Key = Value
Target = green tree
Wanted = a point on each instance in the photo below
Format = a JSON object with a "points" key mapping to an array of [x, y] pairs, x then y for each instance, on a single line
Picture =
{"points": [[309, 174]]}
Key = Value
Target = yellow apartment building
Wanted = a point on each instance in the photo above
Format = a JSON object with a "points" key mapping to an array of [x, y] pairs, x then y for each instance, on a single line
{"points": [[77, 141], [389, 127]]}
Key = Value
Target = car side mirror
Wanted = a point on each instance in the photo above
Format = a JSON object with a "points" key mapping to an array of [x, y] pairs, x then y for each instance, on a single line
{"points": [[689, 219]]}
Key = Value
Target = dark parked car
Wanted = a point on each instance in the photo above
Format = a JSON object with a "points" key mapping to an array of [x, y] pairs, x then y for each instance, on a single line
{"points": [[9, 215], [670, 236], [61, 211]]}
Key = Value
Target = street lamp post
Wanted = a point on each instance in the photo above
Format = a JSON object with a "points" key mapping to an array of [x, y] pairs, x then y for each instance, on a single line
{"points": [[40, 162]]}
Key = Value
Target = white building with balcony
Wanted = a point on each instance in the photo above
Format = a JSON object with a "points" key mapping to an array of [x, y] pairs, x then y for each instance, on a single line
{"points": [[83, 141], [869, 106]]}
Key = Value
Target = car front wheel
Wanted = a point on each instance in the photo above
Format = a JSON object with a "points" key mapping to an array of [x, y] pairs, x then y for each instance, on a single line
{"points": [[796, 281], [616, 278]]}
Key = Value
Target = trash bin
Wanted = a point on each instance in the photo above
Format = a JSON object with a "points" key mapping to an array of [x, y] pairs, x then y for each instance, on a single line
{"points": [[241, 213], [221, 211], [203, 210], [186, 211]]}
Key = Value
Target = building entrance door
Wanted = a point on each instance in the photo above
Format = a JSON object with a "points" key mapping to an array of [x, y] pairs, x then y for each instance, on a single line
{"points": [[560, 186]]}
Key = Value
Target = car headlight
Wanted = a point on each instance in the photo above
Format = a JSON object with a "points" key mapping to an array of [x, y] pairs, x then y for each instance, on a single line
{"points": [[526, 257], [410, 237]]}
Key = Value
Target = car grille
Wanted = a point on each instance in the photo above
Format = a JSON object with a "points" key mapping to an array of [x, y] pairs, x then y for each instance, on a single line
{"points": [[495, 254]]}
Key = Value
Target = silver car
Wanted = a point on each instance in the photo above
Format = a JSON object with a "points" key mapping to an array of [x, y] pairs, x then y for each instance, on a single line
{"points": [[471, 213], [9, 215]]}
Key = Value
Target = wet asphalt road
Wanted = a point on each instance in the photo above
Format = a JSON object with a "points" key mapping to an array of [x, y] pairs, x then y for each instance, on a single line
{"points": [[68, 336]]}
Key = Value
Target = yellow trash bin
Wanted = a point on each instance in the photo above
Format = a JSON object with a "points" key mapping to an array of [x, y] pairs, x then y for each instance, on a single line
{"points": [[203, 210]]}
-.-.-
▶ _TASK TO COMPLETE_:
Identify the lines above with the word "trash". Copy them.

▶ _EXERCISE ANSWER_:
Target = trash bin
Target = yellow trash bin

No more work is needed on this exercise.